TRY IT
Only the lines from the one containing "of the large" through the last line of the material should be returned, each exactly as it stands.

INPUT DATA

=== Section Start ===

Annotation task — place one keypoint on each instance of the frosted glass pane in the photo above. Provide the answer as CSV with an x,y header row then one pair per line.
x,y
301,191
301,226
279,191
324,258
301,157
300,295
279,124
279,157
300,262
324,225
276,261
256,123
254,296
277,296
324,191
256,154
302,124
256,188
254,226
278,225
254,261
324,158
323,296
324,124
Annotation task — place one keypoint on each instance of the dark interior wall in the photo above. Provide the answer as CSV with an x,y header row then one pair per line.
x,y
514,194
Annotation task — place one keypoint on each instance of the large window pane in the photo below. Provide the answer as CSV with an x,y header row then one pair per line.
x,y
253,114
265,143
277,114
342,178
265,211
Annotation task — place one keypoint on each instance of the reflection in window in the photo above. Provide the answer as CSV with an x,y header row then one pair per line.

=== Section End ===

THE COMPLETED TASK
Annotation task — place one keypoint on each instance of the large window pane in the photo below. Provide the answer as CSV with an x,y header row then one pair per line.
x,y
253,114
265,143
277,114
342,178
265,211
Annotation task — place one keypoint on each instance of the reflection in window in the photo above. Provide the answer as CSV with an x,y header row then one pair per line.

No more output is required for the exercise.